▶ [EXERCISE DETAILS]:
Exactly copy the final stretch of the listing below: the line with "Task: indicate one point on every instance of the white canopy" and every line after it.

▶ [SUPPLIED DATA]:

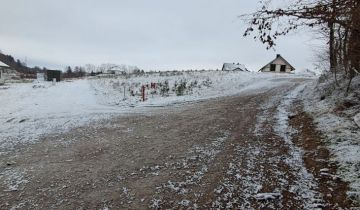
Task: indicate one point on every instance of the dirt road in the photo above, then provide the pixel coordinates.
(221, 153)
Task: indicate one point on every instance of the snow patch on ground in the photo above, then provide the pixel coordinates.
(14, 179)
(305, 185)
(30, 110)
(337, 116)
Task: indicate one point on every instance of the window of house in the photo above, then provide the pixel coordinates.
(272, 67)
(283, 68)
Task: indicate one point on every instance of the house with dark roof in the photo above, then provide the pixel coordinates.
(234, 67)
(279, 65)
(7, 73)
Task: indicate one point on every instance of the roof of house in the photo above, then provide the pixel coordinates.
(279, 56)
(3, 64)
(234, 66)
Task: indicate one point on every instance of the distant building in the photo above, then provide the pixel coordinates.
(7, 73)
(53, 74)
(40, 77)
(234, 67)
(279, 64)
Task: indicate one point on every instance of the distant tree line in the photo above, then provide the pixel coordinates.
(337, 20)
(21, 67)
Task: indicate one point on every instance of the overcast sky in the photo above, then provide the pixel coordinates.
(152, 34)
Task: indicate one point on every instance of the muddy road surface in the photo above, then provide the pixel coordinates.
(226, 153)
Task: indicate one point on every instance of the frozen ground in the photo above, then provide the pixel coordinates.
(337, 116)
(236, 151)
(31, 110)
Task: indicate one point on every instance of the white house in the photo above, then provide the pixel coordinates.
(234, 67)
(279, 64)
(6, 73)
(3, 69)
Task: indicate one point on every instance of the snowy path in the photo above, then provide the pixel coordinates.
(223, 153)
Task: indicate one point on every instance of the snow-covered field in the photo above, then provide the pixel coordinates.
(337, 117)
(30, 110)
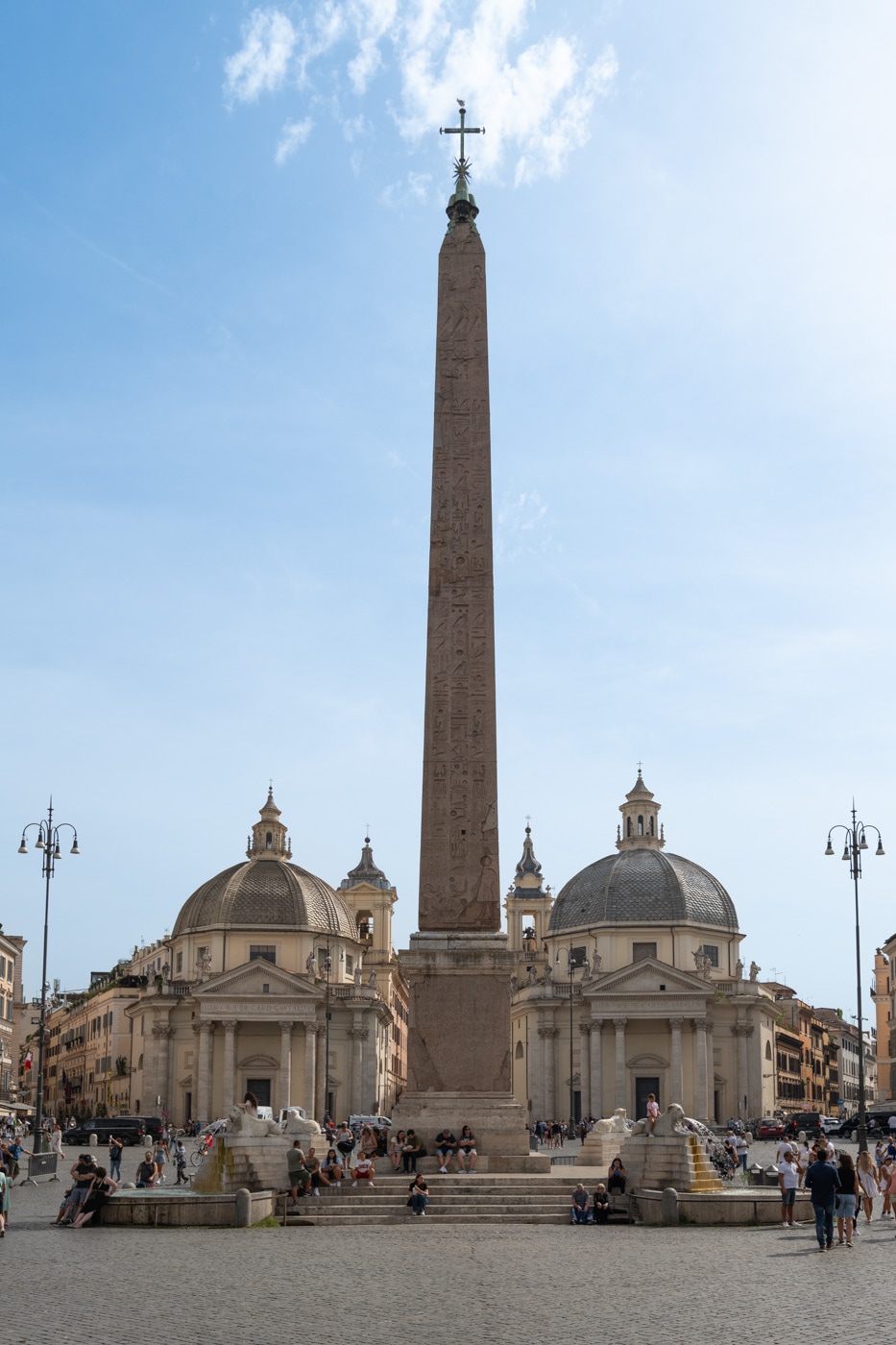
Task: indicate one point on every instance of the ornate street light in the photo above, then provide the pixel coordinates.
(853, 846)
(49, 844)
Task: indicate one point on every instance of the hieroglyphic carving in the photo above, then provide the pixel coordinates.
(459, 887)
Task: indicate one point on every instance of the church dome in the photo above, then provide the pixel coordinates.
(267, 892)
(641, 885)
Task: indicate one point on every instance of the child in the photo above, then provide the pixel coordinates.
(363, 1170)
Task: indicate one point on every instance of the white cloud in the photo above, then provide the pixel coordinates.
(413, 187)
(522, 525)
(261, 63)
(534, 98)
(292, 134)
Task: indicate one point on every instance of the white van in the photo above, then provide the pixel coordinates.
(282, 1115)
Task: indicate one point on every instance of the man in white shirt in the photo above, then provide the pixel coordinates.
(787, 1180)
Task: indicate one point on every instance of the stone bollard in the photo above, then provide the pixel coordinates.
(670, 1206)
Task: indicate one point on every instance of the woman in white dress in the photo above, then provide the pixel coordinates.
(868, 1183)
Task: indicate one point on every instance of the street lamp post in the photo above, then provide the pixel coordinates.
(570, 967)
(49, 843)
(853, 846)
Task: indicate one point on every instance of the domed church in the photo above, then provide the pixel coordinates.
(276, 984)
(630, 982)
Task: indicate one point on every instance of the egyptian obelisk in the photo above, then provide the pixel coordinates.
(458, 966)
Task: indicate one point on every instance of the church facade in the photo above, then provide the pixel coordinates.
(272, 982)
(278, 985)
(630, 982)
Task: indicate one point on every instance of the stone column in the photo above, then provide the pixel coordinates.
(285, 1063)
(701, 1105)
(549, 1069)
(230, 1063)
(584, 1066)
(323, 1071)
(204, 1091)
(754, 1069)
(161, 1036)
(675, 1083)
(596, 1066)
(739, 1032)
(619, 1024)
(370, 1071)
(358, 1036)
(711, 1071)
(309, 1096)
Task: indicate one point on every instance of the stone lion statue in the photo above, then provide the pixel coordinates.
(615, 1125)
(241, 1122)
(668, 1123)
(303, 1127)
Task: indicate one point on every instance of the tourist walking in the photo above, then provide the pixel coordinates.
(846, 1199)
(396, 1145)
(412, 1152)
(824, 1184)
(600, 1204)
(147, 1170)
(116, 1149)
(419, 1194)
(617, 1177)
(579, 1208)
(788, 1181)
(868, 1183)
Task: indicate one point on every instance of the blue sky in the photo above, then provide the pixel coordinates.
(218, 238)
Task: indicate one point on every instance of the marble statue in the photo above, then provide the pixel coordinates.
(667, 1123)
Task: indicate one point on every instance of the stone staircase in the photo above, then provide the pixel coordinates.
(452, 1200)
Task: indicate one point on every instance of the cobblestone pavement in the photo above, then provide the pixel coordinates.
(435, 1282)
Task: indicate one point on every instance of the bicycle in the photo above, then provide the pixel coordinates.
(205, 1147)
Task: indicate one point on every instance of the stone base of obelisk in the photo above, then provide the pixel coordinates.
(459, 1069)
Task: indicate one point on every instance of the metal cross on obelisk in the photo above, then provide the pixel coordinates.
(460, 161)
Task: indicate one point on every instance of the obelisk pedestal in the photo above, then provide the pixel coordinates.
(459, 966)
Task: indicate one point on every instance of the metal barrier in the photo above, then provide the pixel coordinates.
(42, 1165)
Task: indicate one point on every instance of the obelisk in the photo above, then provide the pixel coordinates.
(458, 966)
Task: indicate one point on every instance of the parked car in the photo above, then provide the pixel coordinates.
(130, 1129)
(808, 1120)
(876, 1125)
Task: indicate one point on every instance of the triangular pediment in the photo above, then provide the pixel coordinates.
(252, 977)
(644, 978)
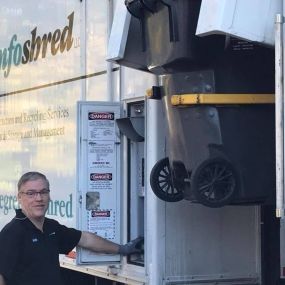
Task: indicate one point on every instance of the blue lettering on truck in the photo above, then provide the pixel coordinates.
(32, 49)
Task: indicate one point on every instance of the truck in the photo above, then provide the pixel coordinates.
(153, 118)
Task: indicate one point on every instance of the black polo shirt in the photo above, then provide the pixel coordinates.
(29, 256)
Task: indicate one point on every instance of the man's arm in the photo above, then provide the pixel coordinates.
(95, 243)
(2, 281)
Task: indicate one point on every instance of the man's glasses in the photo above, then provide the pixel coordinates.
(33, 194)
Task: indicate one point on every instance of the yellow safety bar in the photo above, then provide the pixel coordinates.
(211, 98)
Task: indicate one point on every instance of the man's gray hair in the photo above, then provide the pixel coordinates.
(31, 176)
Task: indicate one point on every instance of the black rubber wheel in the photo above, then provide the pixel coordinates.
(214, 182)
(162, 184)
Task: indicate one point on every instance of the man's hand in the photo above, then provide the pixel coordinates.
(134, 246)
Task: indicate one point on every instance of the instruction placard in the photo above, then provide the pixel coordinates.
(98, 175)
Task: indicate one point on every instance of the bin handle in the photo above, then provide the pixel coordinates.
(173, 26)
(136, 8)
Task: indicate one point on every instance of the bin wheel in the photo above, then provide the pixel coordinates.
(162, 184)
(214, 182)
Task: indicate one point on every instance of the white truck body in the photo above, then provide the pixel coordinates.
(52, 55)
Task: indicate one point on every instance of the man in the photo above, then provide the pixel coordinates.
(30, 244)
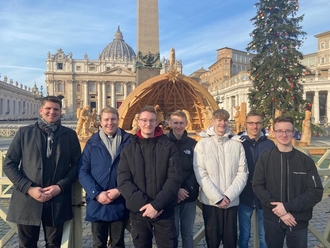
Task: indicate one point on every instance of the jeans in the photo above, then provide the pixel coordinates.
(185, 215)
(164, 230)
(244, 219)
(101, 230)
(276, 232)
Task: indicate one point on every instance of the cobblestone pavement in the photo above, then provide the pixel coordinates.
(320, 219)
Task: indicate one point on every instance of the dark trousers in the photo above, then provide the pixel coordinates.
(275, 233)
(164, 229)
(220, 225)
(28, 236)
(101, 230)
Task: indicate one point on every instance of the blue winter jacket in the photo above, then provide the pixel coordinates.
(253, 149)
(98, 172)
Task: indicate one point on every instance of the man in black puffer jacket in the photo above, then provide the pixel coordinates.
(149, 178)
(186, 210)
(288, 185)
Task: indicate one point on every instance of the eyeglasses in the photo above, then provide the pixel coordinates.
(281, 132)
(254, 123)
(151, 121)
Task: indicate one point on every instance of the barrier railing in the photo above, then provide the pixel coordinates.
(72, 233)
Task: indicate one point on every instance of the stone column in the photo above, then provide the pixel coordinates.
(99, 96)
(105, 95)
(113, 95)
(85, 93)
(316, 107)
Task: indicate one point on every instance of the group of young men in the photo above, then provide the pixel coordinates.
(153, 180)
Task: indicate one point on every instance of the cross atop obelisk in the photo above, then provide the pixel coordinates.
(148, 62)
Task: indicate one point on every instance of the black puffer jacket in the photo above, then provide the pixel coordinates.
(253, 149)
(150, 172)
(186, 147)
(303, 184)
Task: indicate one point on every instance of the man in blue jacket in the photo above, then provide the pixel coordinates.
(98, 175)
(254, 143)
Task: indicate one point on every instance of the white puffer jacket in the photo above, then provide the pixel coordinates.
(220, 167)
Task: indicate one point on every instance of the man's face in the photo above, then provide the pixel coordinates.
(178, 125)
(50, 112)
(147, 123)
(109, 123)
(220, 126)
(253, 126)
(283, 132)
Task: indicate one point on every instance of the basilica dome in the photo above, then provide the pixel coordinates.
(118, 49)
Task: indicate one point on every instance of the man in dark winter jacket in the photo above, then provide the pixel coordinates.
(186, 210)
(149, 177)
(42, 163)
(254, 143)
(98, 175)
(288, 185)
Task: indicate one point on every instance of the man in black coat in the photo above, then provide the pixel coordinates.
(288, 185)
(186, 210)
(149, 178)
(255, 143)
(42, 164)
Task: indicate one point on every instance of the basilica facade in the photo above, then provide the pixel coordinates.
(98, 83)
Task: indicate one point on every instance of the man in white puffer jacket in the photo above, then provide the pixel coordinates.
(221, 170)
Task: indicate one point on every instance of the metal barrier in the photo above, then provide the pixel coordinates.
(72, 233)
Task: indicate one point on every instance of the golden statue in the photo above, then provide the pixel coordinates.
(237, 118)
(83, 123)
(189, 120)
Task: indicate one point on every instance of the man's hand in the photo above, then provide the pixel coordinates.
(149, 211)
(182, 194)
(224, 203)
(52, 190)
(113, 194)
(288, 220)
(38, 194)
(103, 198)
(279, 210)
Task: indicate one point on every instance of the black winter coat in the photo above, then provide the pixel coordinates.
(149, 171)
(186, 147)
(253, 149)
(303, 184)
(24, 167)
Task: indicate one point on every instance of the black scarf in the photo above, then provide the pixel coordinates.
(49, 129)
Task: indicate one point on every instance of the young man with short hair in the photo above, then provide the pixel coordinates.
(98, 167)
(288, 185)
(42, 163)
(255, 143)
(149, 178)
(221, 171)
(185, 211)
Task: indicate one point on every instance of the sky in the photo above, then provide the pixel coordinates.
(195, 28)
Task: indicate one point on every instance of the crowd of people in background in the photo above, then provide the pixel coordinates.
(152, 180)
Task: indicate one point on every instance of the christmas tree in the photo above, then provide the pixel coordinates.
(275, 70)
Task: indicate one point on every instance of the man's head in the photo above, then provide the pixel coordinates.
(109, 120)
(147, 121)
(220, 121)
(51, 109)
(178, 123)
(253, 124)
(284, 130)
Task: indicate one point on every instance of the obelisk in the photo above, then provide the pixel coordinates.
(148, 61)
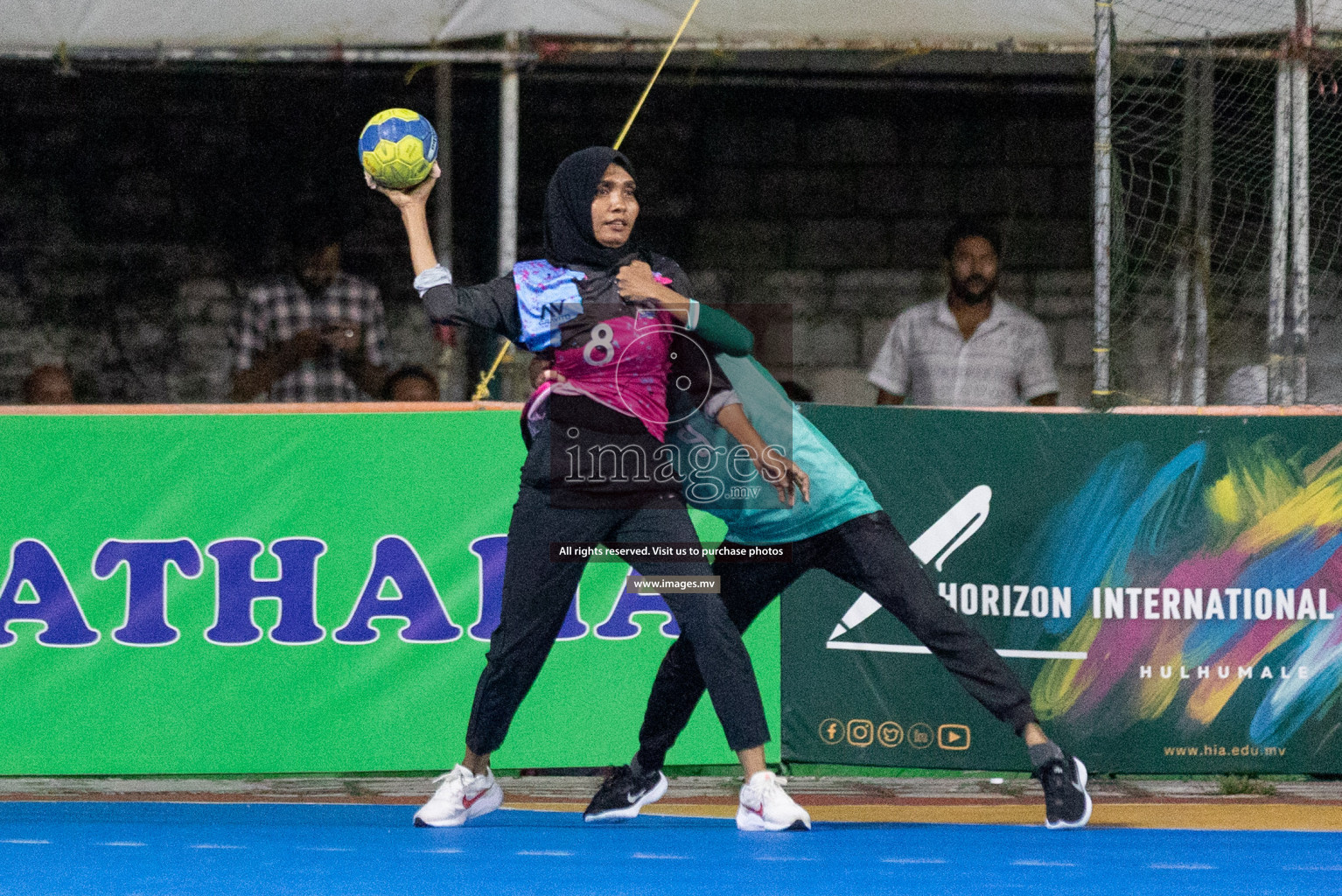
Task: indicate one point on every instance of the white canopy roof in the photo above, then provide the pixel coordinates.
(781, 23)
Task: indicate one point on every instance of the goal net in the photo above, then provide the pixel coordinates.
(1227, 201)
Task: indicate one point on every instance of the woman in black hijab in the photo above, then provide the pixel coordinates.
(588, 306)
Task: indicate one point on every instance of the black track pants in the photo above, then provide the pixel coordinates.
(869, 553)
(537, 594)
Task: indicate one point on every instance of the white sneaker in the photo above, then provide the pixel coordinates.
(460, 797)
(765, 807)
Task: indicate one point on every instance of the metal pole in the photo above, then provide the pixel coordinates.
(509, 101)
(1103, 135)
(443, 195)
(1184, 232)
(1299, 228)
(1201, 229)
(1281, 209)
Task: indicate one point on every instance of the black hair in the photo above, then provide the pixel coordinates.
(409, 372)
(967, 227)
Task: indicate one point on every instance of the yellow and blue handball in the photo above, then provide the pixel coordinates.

▶ [TASK SOLUTION]:
Task: indicate one point on every instance of the white canopy roof in the photo above, then provide the pixel coordinates.
(781, 23)
Task: indicate one point on every instance of the goal net in the photo above, then provide the pixel coordinates.
(1227, 201)
Task: indicate one point on every instance of the woman in black hijab in the photo above, then provide the pixel coordinates.
(588, 306)
Task: indicate one point on every instance of the black track pants in the photo above, then provide the pixel coordinates.
(869, 553)
(537, 594)
Task: indicate one point on every instance of the white sneaker in the photo above, then provide the pixel coordinates.
(460, 797)
(765, 807)
Task: indicate one point on every instance of the metal pole in the photo above, then provide the pixel coordinates.
(509, 101)
(1103, 135)
(443, 195)
(1184, 232)
(1299, 228)
(1201, 229)
(1281, 209)
Task: indicate one point on every instance of the black hair in the photo above, then provide the pixel coordinates.
(409, 372)
(967, 227)
Task: indicate one point on every instance of the yellow and blue handball in the photo above, then provide the pixel coordinates.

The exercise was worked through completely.